- DIRECTIONS FOR THIS TASK
Restrict the output to the lines below starting at the one that contains "Target: flower stem" and ending at the one that contains "Target: flower petal", and restate them word for word, both ends included.
*** DATA PROVIDED Section Begins ***
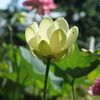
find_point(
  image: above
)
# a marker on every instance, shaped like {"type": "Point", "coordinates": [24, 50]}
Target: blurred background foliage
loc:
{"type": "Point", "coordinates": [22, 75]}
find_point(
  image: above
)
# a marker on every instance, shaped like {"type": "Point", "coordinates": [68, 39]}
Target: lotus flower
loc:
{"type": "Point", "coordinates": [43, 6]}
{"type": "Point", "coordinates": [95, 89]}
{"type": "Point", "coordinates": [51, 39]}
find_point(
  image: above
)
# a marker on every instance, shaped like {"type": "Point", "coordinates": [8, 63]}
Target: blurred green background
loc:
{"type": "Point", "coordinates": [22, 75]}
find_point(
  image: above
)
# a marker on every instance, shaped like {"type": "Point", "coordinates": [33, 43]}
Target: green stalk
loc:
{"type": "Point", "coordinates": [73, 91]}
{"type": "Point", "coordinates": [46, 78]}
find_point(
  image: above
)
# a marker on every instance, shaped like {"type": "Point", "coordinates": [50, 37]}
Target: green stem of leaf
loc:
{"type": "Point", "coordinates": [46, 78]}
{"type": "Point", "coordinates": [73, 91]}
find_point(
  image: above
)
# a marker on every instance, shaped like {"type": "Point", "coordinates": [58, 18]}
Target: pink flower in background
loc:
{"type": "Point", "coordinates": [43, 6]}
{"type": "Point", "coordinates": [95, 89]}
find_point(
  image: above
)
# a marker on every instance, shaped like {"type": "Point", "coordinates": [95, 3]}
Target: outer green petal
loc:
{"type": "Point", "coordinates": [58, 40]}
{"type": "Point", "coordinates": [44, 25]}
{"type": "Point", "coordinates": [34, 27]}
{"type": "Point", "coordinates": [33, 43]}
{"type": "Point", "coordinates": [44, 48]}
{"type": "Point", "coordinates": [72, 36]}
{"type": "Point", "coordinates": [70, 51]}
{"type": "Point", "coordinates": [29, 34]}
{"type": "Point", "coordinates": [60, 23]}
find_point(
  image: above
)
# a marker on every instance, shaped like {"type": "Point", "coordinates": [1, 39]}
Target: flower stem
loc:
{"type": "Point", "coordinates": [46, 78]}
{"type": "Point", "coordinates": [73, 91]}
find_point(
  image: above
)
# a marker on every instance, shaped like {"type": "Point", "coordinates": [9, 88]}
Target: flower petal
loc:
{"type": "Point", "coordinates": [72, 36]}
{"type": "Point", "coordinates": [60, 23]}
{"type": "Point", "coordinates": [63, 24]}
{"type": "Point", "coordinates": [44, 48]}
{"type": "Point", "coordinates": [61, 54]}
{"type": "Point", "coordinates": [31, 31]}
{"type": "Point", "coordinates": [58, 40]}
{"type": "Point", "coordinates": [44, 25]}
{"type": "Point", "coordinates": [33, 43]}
*** DATA PROVIDED Section Ends ***
- EXERCISE OUTPUT
Target: flower stem
loc:
{"type": "Point", "coordinates": [46, 78]}
{"type": "Point", "coordinates": [73, 91]}
find_point(
  image: above
)
# a marker on every instance, shaped like {"type": "Point", "coordinates": [9, 88]}
Target: flower petal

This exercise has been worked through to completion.